(MATERIALS PROVIDED):
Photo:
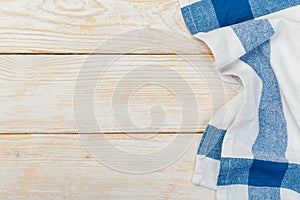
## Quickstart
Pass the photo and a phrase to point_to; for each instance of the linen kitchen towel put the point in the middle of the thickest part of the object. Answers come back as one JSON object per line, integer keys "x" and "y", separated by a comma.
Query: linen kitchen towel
{"x": 253, "y": 150}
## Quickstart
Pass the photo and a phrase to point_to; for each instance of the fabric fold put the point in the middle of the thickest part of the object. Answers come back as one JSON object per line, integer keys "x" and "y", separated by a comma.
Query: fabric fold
{"x": 251, "y": 147}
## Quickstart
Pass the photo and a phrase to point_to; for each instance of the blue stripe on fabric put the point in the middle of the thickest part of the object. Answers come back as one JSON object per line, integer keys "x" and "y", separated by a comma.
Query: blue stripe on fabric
{"x": 234, "y": 171}
{"x": 271, "y": 142}
{"x": 232, "y": 11}
{"x": 263, "y": 193}
{"x": 291, "y": 179}
{"x": 200, "y": 17}
{"x": 211, "y": 142}
{"x": 253, "y": 33}
{"x": 264, "y": 7}
{"x": 265, "y": 173}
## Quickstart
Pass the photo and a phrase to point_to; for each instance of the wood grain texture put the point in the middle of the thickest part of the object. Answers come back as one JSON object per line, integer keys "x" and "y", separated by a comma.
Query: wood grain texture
{"x": 58, "y": 167}
{"x": 79, "y": 26}
{"x": 36, "y": 92}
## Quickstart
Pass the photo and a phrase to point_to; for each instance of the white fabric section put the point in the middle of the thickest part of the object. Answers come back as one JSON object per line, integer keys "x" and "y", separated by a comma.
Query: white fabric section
{"x": 206, "y": 172}
{"x": 290, "y": 13}
{"x": 232, "y": 192}
{"x": 224, "y": 44}
{"x": 285, "y": 58}
{"x": 240, "y": 117}
{"x": 286, "y": 194}
{"x": 184, "y": 3}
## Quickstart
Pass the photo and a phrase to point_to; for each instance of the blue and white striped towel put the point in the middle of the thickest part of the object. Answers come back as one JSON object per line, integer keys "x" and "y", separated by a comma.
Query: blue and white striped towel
{"x": 254, "y": 151}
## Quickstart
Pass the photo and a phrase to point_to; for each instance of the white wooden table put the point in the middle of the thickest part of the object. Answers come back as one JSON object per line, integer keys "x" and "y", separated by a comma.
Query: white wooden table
{"x": 43, "y": 44}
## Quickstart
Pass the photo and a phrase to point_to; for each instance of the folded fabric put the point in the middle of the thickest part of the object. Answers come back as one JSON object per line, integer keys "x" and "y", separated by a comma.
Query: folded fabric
{"x": 251, "y": 147}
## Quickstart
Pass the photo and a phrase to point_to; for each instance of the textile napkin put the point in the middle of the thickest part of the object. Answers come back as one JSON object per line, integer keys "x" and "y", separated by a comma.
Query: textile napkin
{"x": 252, "y": 151}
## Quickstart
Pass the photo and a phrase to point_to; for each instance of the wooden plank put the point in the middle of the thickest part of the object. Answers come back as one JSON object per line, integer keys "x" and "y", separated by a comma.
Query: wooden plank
{"x": 79, "y": 26}
{"x": 36, "y": 92}
{"x": 58, "y": 167}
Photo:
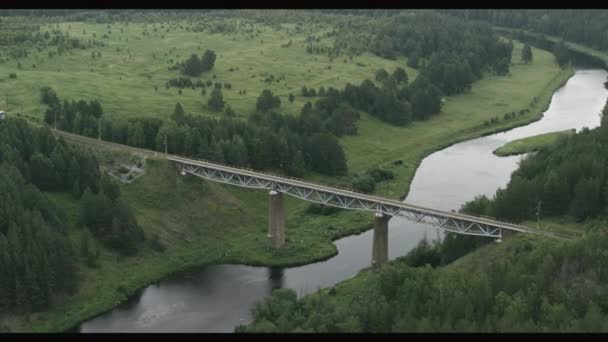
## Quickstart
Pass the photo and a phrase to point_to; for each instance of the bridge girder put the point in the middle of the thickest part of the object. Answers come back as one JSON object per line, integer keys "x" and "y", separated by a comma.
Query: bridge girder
{"x": 449, "y": 224}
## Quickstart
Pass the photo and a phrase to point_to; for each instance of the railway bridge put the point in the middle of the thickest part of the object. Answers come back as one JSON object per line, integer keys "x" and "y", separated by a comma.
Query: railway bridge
{"x": 382, "y": 208}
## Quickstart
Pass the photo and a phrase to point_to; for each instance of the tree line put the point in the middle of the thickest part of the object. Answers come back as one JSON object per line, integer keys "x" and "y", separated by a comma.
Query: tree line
{"x": 567, "y": 178}
{"x": 582, "y": 26}
{"x": 536, "y": 286}
{"x": 267, "y": 141}
{"x": 37, "y": 258}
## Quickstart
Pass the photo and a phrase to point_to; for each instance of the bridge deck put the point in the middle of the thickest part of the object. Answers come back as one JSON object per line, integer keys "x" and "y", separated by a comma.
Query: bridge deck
{"x": 274, "y": 179}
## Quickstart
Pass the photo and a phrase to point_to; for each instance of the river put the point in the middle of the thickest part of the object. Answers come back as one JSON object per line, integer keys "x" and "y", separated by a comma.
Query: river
{"x": 218, "y": 298}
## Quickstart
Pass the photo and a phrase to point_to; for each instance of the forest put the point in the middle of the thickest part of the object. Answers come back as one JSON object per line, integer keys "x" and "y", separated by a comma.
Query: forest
{"x": 38, "y": 259}
{"x": 583, "y": 26}
{"x": 298, "y": 93}
{"x": 568, "y": 178}
{"x": 535, "y": 286}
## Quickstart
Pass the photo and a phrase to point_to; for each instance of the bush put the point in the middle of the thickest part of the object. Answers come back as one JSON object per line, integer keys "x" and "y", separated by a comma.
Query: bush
{"x": 156, "y": 244}
{"x": 380, "y": 175}
{"x": 364, "y": 184}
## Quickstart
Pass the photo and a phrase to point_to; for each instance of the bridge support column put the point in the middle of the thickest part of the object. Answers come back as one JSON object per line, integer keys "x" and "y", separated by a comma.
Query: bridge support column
{"x": 380, "y": 244}
{"x": 276, "y": 219}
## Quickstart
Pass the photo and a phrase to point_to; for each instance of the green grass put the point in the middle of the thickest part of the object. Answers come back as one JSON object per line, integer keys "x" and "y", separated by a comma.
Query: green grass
{"x": 462, "y": 118}
{"x": 578, "y": 47}
{"x": 203, "y": 223}
{"x": 530, "y": 144}
{"x": 125, "y": 84}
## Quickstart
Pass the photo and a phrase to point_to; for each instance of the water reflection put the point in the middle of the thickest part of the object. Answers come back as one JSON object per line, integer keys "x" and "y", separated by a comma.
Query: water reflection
{"x": 217, "y": 298}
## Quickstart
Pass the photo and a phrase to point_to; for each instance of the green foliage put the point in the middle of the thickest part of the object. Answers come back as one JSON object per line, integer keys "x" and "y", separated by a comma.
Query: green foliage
{"x": 216, "y": 100}
{"x": 195, "y": 65}
{"x": 266, "y": 101}
{"x": 526, "y": 54}
{"x": 567, "y": 177}
{"x": 561, "y": 53}
{"x": 326, "y": 155}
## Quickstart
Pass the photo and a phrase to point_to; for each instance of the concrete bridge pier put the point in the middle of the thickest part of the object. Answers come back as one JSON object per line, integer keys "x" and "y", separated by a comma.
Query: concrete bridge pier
{"x": 380, "y": 244}
{"x": 276, "y": 219}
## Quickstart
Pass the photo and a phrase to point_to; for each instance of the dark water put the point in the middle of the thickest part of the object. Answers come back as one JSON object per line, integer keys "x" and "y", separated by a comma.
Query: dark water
{"x": 217, "y": 298}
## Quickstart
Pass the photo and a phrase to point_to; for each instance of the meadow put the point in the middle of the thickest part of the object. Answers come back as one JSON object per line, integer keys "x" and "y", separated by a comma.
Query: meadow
{"x": 129, "y": 78}
{"x": 200, "y": 222}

(WHAT IS ASKED):
Output all of the records exactly as they appear above, but not the pictures.

(TASK RESPONSE):
Photo:
## Quickstart
Pass the photo and a phrase to point_to; for each instance of the linen kitchen towel put the point in the middle of the thickest part of the object. Answers come back as one JSON object per line, integer keys "x" and "y", separated by a comma.
Query: linen kitchen towel
{"x": 253, "y": 150}
## Quickstart
Pass the photo and a phrase to point_to; for each instance of the fabric fold put the point in the middle of the thickest part of the object. Answers come back as one JSON object per line, integer keys "x" and "y", separated by a comma.
Query: fabric fold
{"x": 251, "y": 147}
## Quickstart
Pass the photo and a phrase to point_to; for each instance of the blue stripe on fabric put the point in the middle of the thickest part of the object. Answers come back as one JSON object per line, integer keys "x" and "y", separated by a comma.
Query: blue stripe on fabric
{"x": 234, "y": 171}
{"x": 271, "y": 142}
{"x": 232, "y": 11}
{"x": 263, "y": 193}
{"x": 291, "y": 179}
{"x": 200, "y": 17}
{"x": 211, "y": 142}
{"x": 253, "y": 33}
{"x": 264, "y": 7}
{"x": 265, "y": 173}
## Quickstart
Pass the photo and a phrase to point_to; for each instance of the wood grain texture put the point in the middle of the thickest part of the object. Answers come back as one JSON object per line, integer keys "x" and "y", separated by a comma.
Query: wood grain texture
{"x": 58, "y": 167}
{"x": 79, "y": 26}
{"x": 36, "y": 92}
## Quickstart
Pass the photo and a phrase to point_to; for each instance of the white fabric section put the point in the middle of the thickest part of the object. Answers come back as one JSON object per line, integer keys "x" and "y", separated by a comma.
Query: white fabric section
{"x": 206, "y": 172}
{"x": 290, "y": 13}
{"x": 232, "y": 192}
{"x": 224, "y": 44}
{"x": 285, "y": 58}
{"x": 240, "y": 117}
{"x": 286, "y": 194}
{"x": 184, "y": 3}
## Quickstart
Pass the photo and a phrase to point_to; for each instance of the blue and white striped towel put the point in the middle of the thickest part of the object. Answers come back as one JSON object per line, integer keys "x" and "y", separated by a comma.
Query: blue and white striped towel
{"x": 254, "y": 151}
## Quickstart
Pass the photo and a phrase to point_to; for each instance of the white wooden table put the point in the middle of the thickest part of the object. Answers come back as one JSON object per line, integer keys "x" and "y", separated by a comma.
Query: white wooden table
{"x": 43, "y": 44}
## Quickstart
Pass the photo and a phrase to point_to; for each instance of the folded fabric put the point in the middle of the thickest part of the object. Answers come back as one JSON object per line, integer keys "x" and "y", separated by a comma.
Query: folded fabric
{"x": 251, "y": 147}
## Quickstart
Pass the photo and a phrase to point_to; for each instance of the textile napkin put the point in the middle of the thickest part of the object. Answers come back as one JSON object per line, integer keys "x" and "y", separated by a comma.
Query: textile napkin
{"x": 252, "y": 151}
## Quickstart
Pass the photo and a phrase to point_to; for each instance of the wooden plank put the point in the middle of the thickest part of the object. Answers come back as one JSON object per line, integer keys "x" and "y", separated by a comma.
Query: wooden plank
{"x": 79, "y": 26}
{"x": 36, "y": 92}
{"x": 58, "y": 167}
Photo:
## Quickstart
Pass the photo and a phrase to point_to; for each instance of the bridge girder put the point in the middle of the thickest part of the object. Answers come back as one JSON object per line, integer keys "x" and "y", separated by a comma.
Query: bridge girder
{"x": 449, "y": 224}
## Quickstart
Pass the photo and a phrase to point_to; for each instance of the railway bridge put the point in the middle of the thickest part of the object. Answers come back as one JSON object per line, integer keys "x" and "y", separated by a comma.
Query: railway bridge
{"x": 382, "y": 208}
## Quickstart
Pass the photo and a phrase to point_to; for each instance of the tree line put the point in the middle of the thickest part of the object. Answers come back as one JSON object per line, integer keys "x" and "y", separated by a comma.
Query: tree line
{"x": 567, "y": 178}
{"x": 582, "y": 26}
{"x": 536, "y": 286}
{"x": 267, "y": 141}
{"x": 37, "y": 258}
## Quickstart
Pass the photo and a phrase to point_to; for each instance of the bridge deck put the point in the middle of the thickest part of the object. Answers come back as one JSON object per line, integer keys "x" and "y", separated by a comma.
Query: bridge deck
{"x": 274, "y": 179}
## Quickstart
Pass the photo and a phrase to point_to; for each instance of the river put the point in the middle of the thickest part of the object. Answers come back as one JSON object per line, integer keys "x" and "y", separated by a comma.
Query: river
{"x": 218, "y": 298}
## Quickstart
Pass the photo and a phrase to point_to; for each instance of the forest put the point in the middle of the thickest part of the object. Answers come back as one JSON object per line, integer keys "x" and "y", separated by a comma.
Query: forest
{"x": 38, "y": 259}
{"x": 583, "y": 26}
{"x": 298, "y": 93}
{"x": 568, "y": 178}
{"x": 535, "y": 286}
## Quickstart
Pass the photo and a phrase to point_to; for each instance of the bush put the point in the middle of the thickest part of the object. Answers come back as one JSON object per line, integer keys "x" and "y", separated by a comma.
Query: bush
{"x": 156, "y": 244}
{"x": 380, "y": 175}
{"x": 364, "y": 184}
## Quickstart
Pass the photo and a phrase to point_to; for each instance of the bridge support column put the point in the middle of the thickest part of the object. Answers come back as one JSON object per line, integer keys "x" and "y", separated by a comma.
Query: bridge support column
{"x": 380, "y": 244}
{"x": 276, "y": 219}
## Quickstart
Pass the photo and a phrase to point_to; for each instance of the green grass put the point in the middle of the thickest part of the object. Answers come back as one JSON object per line, integer keys "x" and "y", separated by a comma.
Query: green grass
{"x": 462, "y": 118}
{"x": 578, "y": 47}
{"x": 203, "y": 223}
{"x": 530, "y": 144}
{"x": 125, "y": 84}
## Quickstart
Pass the photo and a phrase to point_to; for each instance of the water reflection put the point in the middle of the thickest part of the object. Answers come back as one JSON object per line, integer keys "x" and "y", separated by a comma.
Query: water reflection
{"x": 217, "y": 298}
## Quickstart
Pass the photo and a phrase to point_to; for each instance of the green foliage put the point in the middle of the thickest part of the object. Answers come back as one JSON object per line, integer keys "x" and "y", separated by a comma.
Query: green foliage
{"x": 216, "y": 100}
{"x": 195, "y": 65}
{"x": 266, "y": 101}
{"x": 526, "y": 54}
{"x": 567, "y": 177}
{"x": 561, "y": 53}
{"x": 326, "y": 155}
## Quickstart
Pass the photo and a phrase to point_to; for each instance of the concrete bridge pier put the point in the middle of the thickest part of the object. Answers come back as one JSON object per line, integer keys "x" and "y", separated by a comma.
Query: concrete bridge pier
{"x": 380, "y": 244}
{"x": 276, "y": 219}
## Quickstart
Pass the photo and a phrase to point_to; for each instance of the dark water put the point in the middle of the thickest part of the object. Answers come back as one JSON object per line, integer keys "x" and "y", separated by a comma.
Query: dark water
{"x": 217, "y": 298}
## Quickstart
Pass the photo and a phrase to point_to; for each instance of the meadow put the point in the middle of the thickest part of the object. Answers come back as one JSON object per line, integer keys "x" and "y", separated by a comma.
Query: meadow
{"x": 129, "y": 78}
{"x": 200, "y": 222}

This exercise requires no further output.